Data:
━━━━━━━━━━━━━━━━━━━━━━━━━━━━━━

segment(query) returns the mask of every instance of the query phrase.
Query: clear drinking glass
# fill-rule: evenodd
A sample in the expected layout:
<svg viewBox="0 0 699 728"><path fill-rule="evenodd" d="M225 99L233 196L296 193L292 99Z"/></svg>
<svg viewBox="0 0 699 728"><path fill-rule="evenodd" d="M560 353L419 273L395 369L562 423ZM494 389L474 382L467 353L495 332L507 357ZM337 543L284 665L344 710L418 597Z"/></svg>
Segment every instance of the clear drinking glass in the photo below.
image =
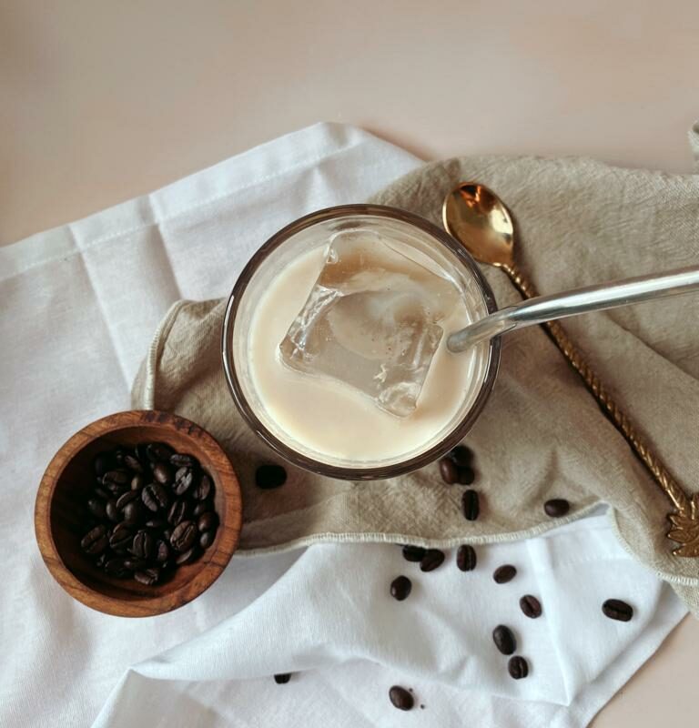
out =
<svg viewBox="0 0 699 728"><path fill-rule="evenodd" d="M251 376L248 343L257 305L274 278L299 256L326 246L337 232L355 228L376 231L428 255L456 283L473 320L497 308L488 282L462 246L431 222L394 207L344 205L319 210L279 230L252 257L233 288L223 326L223 368L233 399L252 430L284 459L313 472L353 480L391 478L417 470L462 440L492 389L501 346L500 338L479 345L471 386L467 391L454 392L454 397L461 399L456 414L428 441L400 456L349 461L316 451L285 431L267 411ZM449 333L445 331L444 336ZM341 417L338 412L338 418Z"/></svg>

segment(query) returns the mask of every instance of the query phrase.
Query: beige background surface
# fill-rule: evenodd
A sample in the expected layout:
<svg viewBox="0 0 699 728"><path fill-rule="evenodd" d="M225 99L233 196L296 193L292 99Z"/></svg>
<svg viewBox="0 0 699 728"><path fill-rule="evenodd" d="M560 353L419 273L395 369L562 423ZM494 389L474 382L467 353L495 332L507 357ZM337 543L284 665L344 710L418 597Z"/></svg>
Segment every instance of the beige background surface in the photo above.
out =
<svg viewBox="0 0 699 728"><path fill-rule="evenodd" d="M319 120L689 173L697 60L695 0L0 0L0 244ZM685 621L595 728L695 724L697 652Z"/></svg>

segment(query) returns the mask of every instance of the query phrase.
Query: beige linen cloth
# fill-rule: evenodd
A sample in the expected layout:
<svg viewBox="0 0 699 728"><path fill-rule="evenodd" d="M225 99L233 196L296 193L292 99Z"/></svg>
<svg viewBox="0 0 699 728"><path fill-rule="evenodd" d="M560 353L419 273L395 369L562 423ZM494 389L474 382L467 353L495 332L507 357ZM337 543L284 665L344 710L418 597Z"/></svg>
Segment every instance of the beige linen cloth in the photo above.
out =
<svg viewBox="0 0 699 728"><path fill-rule="evenodd" d="M699 177L621 169L585 158L470 157L426 165L373 202L440 224L445 194L477 180L518 223L516 258L542 293L699 261ZM520 300L504 273L484 270L501 307ZM501 370L466 442L481 493L476 521L462 487L437 464L390 480L346 482L287 466L277 490L255 469L279 461L243 422L220 359L225 301L180 301L159 327L137 378L137 408L177 411L208 430L240 478L248 552L315 541L449 546L512 540L609 504L619 536L699 614L699 560L673 556L671 505L539 327L504 338ZM699 297L569 319L565 327L611 393L688 493L699 490ZM351 437L348 433L348 437ZM565 498L552 520L543 502Z"/></svg>

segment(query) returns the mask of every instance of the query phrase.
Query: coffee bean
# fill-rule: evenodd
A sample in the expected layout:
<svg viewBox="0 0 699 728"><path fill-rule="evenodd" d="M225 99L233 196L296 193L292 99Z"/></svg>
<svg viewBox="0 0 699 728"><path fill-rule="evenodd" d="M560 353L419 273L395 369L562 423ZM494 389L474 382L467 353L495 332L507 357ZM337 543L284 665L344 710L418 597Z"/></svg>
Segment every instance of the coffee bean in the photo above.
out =
<svg viewBox="0 0 699 728"><path fill-rule="evenodd" d="M102 476L102 485L113 493L123 490L131 481L126 470L108 470Z"/></svg>
<svg viewBox="0 0 699 728"><path fill-rule="evenodd" d="M146 476L141 475L140 473L137 473L131 479L131 490L140 490L143 486L146 485Z"/></svg>
<svg viewBox="0 0 699 728"><path fill-rule="evenodd" d="M127 523L119 523L114 527L109 537L109 545L113 549L127 549L134 540L134 530Z"/></svg>
<svg viewBox="0 0 699 728"><path fill-rule="evenodd" d="M150 567L150 569L144 569L142 571L137 571L134 574L134 579L142 584L146 584L146 586L153 586L160 579L160 570L154 566Z"/></svg>
<svg viewBox="0 0 699 728"><path fill-rule="evenodd" d="M512 631L502 624L492 631L492 641L502 654L512 654L517 649L517 641Z"/></svg>
<svg viewBox="0 0 699 728"><path fill-rule="evenodd" d="M106 526L96 526L83 536L80 546L86 553L97 556L106 548Z"/></svg>
<svg viewBox="0 0 699 728"><path fill-rule="evenodd" d="M132 500L140 500L140 497L137 490L127 490L116 499L116 510L123 511Z"/></svg>
<svg viewBox="0 0 699 728"><path fill-rule="evenodd" d="M189 549L178 554L175 559L175 563L177 566L184 566L186 563L191 563L197 558L197 549Z"/></svg>
<svg viewBox="0 0 699 728"><path fill-rule="evenodd" d="M116 523L121 520L121 513L116 508L116 501L114 499L106 501L106 505L105 506L105 513L109 521L112 521L112 523Z"/></svg>
<svg viewBox="0 0 699 728"><path fill-rule="evenodd" d="M169 485L172 482L172 468L165 462L156 463L153 478L161 485Z"/></svg>
<svg viewBox="0 0 699 728"><path fill-rule="evenodd" d="M176 468L197 468L198 464L194 455L184 455L179 452L170 455L170 465L174 465Z"/></svg>
<svg viewBox="0 0 699 728"><path fill-rule="evenodd" d="M141 490L141 500L148 511L154 513L159 509L167 508L170 499L167 491L160 483L151 483Z"/></svg>
<svg viewBox="0 0 699 728"><path fill-rule="evenodd" d="M124 559L110 559L105 563L105 571L110 576L116 576L120 579L128 576L128 569L124 563Z"/></svg>
<svg viewBox="0 0 699 728"><path fill-rule="evenodd" d="M147 531L139 531L131 543L131 553L137 559L146 559L149 561L153 556L155 547L155 541L153 536Z"/></svg>
<svg viewBox="0 0 699 728"><path fill-rule="evenodd" d="M571 510L571 504L563 498L553 498L543 504L543 510L547 516L561 518Z"/></svg>
<svg viewBox="0 0 699 728"><path fill-rule="evenodd" d="M175 473L175 485L172 490L177 495L184 495L194 482L194 470L191 468L180 468Z"/></svg>
<svg viewBox="0 0 699 728"><path fill-rule="evenodd" d="M189 512L189 503L178 498L174 500L167 511L167 522L171 526L178 526L187 516Z"/></svg>
<svg viewBox="0 0 699 728"><path fill-rule="evenodd" d="M467 521L475 521L481 512L478 493L471 490L464 490L461 496L461 507L464 518Z"/></svg>
<svg viewBox="0 0 699 728"><path fill-rule="evenodd" d="M389 691L389 698L393 705L400 711L409 711L415 704L412 695L400 685L393 685Z"/></svg>
<svg viewBox="0 0 699 728"><path fill-rule="evenodd" d="M507 672L515 680L522 680L529 674L529 664L523 657L515 655L507 661Z"/></svg>
<svg viewBox="0 0 699 728"><path fill-rule="evenodd" d="M492 578L495 580L496 584L506 584L512 581L517 574L517 570L509 563L504 566L499 566L493 572Z"/></svg>
<svg viewBox="0 0 699 728"><path fill-rule="evenodd" d="M471 485L476 480L476 474L469 467L459 468L459 485Z"/></svg>
<svg viewBox="0 0 699 728"><path fill-rule="evenodd" d="M531 620L535 620L537 617L542 616L542 602L536 597L532 597L532 594L524 594L520 600L520 609Z"/></svg>
<svg viewBox="0 0 699 728"><path fill-rule="evenodd" d="M441 566L443 561L444 551L439 549L428 549L420 562L420 571L433 571L438 566Z"/></svg>
<svg viewBox="0 0 699 728"><path fill-rule="evenodd" d="M134 472L144 471L144 468L143 465L141 465L140 460L133 455L125 455L124 464L127 466L127 468L128 468L129 470L133 470Z"/></svg>
<svg viewBox="0 0 699 728"><path fill-rule="evenodd" d="M467 448L465 445L457 445L451 450L449 457L451 458L454 463L460 468L465 468L471 465L471 461L473 460L473 453L471 449Z"/></svg>
<svg viewBox="0 0 699 728"><path fill-rule="evenodd" d="M87 501L87 510L92 513L95 518L101 521L106 518L106 511L105 510L105 501L98 498L91 498Z"/></svg>
<svg viewBox="0 0 699 728"><path fill-rule="evenodd" d="M145 559L125 559L124 568L128 569L129 571L138 571L141 569L146 569L148 562Z"/></svg>
<svg viewBox="0 0 699 728"><path fill-rule="evenodd" d="M93 460L95 474L101 478L106 472L111 470L115 466L114 457L111 452L100 452Z"/></svg>
<svg viewBox="0 0 699 728"><path fill-rule="evenodd" d="M452 485L459 479L459 470L451 458L442 458L440 460L440 475L448 485Z"/></svg>
<svg viewBox="0 0 699 728"><path fill-rule="evenodd" d="M608 599L603 605L602 611L611 620L629 622L633 616L633 607L622 602L621 599Z"/></svg>
<svg viewBox="0 0 699 728"><path fill-rule="evenodd" d="M468 544L460 546L456 551L456 565L462 571L472 571L476 568L476 550Z"/></svg>
<svg viewBox="0 0 699 728"><path fill-rule="evenodd" d="M281 465L260 465L255 471L255 484L263 490L279 488L287 481L287 471Z"/></svg>
<svg viewBox="0 0 699 728"><path fill-rule="evenodd" d="M146 446L146 457L153 463L168 462L174 454L175 450L164 442L151 442Z"/></svg>
<svg viewBox="0 0 699 728"><path fill-rule="evenodd" d="M199 482L197 483L192 495L197 500L206 500L211 495L213 490L214 484L211 482L211 479L204 473L199 478Z"/></svg>
<svg viewBox="0 0 699 728"><path fill-rule="evenodd" d="M193 515L198 518L202 513L207 513L214 510L214 504L211 500L202 500L194 507Z"/></svg>
<svg viewBox="0 0 699 728"><path fill-rule="evenodd" d="M397 576L390 582L390 595L399 602L408 599L411 590L412 581L407 576Z"/></svg>
<svg viewBox="0 0 699 728"><path fill-rule="evenodd" d="M214 542L215 538L215 531L205 531L199 536L199 546L201 546L202 549L208 549Z"/></svg>
<svg viewBox="0 0 699 728"><path fill-rule="evenodd" d="M197 526L191 521L183 521L172 531L170 544L180 553L191 549L197 538Z"/></svg>
<svg viewBox="0 0 699 728"><path fill-rule="evenodd" d="M202 513L197 521L197 528L202 531L211 531L218 525L218 516L212 511Z"/></svg>
<svg viewBox="0 0 699 728"><path fill-rule="evenodd" d="M130 492L136 492L131 490ZM140 499L127 503L127 507L122 511L124 514L124 521L127 523L140 523L145 518L147 513L150 512L146 510Z"/></svg>
<svg viewBox="0 0 699 728"><path fill-rule="evenodd" d="M421 546L403 546L403 559L406 561L421 561L426 551Z"/></svg>

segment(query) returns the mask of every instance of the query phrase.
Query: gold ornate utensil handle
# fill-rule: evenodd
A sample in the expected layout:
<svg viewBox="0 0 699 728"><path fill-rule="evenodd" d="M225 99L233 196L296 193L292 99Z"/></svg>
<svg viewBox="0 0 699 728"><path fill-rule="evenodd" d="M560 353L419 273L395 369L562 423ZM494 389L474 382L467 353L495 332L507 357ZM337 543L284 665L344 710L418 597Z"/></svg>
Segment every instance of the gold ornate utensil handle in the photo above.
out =
<svg viewBox="0 0 699 728"><path fill-rule="evenodd" d="M444 200L442 218L446 229L477 260L502 268L525 298L539 296L534 286L514 263L514 225L510 211L492 190L478 182L459 185ZM676 556L699 556L699 492L690 497L674 480L585 361L563 327L558 321L549 321L543 326L553 343L578 372L602 411L622 433L676 509L675 513L670 513L667 517L673 524L667 537L680 544L673 553Z"/></svg>

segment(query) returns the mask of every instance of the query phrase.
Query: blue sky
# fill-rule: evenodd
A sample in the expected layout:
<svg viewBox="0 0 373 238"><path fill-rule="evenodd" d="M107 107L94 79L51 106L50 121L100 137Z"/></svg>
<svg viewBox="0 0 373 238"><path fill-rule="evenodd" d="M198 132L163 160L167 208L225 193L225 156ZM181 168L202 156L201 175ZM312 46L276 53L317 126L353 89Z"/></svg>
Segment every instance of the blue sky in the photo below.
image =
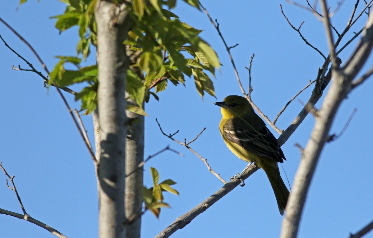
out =
<svg viewBox="0 0 373 238"><path fill-rule="evenodd" d="M18 11L18 1L3 1L0 16L33 46L50 69L58 55L75 55L77 29L62 34L54 28L50 16L62 14L65 5L57 1L29 0ZM255 54L252 68L253 100L271 120L310 80L313 80L323 62L319 53L306 45L282 15L279 3L296 27L307 39L327 54L322 23L310 12L286 3L266 1L217 0L202 1L220 29L232 50L244 86L248 88L250 57ZM332 9L336 2L330 1ZM362 3L357 12L362 9ZM351 15L354 3L345 1L332 19L341 32ZM156 168L162 180L171 178L180 196L167 194L172 207L163 209L159 219L150 212L143 216L143 237L154 237L175 219L188 212L219 189L222 184L204 164L185 147L162 135L157 118L166 133L179 133L179 140L191 140L204 127L206 130L191 147L226 180L241 172L246 164L236 158L224 144L217 127L219 108L210 103L222 101L231 94L241 95L231 64L216 31L203 12L179 3L175 13L182 20L204 30L202 37L217 51L223 65L214 80L217 99L206 95L203 101L192 80L186 87L169 85L159 93L159 102L145 105L150 115L145 119L145 156L170 145L185 156L166 152L145 166L145 183L151 186L150 166ZM346 42L363 26L364 14L348 33ZM43 72L41 66L25 44L3 25L0 34L15 50ZM339 57L345 62L357 41ZM8 49L0 46L0 124L2 126L0 161L15 181L26 211L32 217L54 227L69 237L97 237L98 208L94 167L87 149L55 89L43 87L35 74L12 70L12 65L27 65ZM94 64L93 57L87 65ZM365 69L373 63L370 58ZM368 80L354 90L338 112L331 133L341 131L354 109L357 111L343 136L327 144L322 154L305 206L300 237L347 237L372 220L373 210L373 160L371 148L373 117L371 102L373 82ZM73 87L79 90L80 86ZM293 101L276 124L286 128L303 107L312 86ZM72 107L78 102L66 94ZM320 103L316 105L319 107ZM83 117L93 143L91 116ZM287 161L283 164L291 184L300 155L294 146L305 145L314 125L309 115L282 146ZM269 126L269 127L270 127ZM271 128L274 134L278 134ZM283 178L283 171L280 168ZM22 213L16 198L6 187L0 174L0 207ZM259 170L172 237L273 237L278 236L282 217L280 215L269 182ZM0 215L1 236L50 237L48 232L25 221ZM366 237L373 237L373 232Z"/></svg>

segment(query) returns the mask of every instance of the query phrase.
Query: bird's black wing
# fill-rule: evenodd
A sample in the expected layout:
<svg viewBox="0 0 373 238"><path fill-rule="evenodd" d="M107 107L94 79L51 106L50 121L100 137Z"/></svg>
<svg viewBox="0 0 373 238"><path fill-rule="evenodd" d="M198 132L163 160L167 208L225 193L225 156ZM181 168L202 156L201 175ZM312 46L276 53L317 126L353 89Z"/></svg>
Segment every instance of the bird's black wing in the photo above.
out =
<svg viewBox="0 0 373 238"><path fill-rule="evenodd" d="M265 124L251 126L241 118L228 120L223 127L228 140L258 155L282 163L286 160L277 140Z"/></svg>

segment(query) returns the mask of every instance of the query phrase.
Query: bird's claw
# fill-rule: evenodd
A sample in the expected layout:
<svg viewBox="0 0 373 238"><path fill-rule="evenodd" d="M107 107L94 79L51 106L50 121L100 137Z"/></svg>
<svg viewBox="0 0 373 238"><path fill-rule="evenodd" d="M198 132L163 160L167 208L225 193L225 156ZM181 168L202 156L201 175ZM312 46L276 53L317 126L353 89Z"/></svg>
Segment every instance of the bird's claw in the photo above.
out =
<svg viewBox="0 0 373 238"><path fill-rule="evenodd" d="M234 176L231 177L231 180L234 178L236 178L239 180L239 181L241 181L241 183L239 184L240 186L241 187L244 187L245 186L245 182L244 182L244 180L242 179L242 176L241 174L237 173Z"/></svg>

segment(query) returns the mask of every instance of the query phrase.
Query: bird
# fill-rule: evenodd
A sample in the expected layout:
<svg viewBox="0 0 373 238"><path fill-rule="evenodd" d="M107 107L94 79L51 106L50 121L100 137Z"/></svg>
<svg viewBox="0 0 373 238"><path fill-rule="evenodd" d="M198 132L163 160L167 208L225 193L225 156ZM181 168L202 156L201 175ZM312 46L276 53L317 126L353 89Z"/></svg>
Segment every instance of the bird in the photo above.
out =
<svg viewBox="0 0 373 238"><path fill-rule="evenodd" d="M213 104L221 107L219 128L228 148L239 158L253 162L264 171L283 215L290 193L279 170L278 163L286 159L277 140L245 98L231 95Z"/></svg>

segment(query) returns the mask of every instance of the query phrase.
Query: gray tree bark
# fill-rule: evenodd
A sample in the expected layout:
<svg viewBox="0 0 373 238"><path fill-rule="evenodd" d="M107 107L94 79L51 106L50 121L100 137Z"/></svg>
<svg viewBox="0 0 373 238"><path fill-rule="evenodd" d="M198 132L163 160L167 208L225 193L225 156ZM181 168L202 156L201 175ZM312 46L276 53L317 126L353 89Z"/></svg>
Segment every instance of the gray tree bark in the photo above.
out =
<svg viewBox="0 0 373 238"><path fill-rule="evenodd" d="M125 212L126 71L129 63L123 41L131 26L124 4L99 0L95 9L97 28L97 100L101 153L99 236L126 237Z"/></svg>

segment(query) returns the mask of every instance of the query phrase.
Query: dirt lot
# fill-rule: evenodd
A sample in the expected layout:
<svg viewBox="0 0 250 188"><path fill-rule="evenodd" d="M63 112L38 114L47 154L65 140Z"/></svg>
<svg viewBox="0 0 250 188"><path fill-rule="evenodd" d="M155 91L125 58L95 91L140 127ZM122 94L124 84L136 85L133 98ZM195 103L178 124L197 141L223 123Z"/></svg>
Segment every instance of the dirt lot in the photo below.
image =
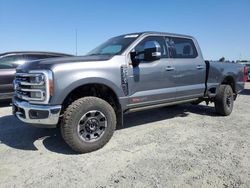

━━━━━━━━━━━━━━━━━━━━━━━━━━━━━━

Exercise brief: Which lines in the data above contain the string "handle", with case counting? Pick out each such line and copy it in full.

Exercise answer:
Query: gold ornate utensil handle
Segment every instance of the gold ornate utensil handle in the photo above.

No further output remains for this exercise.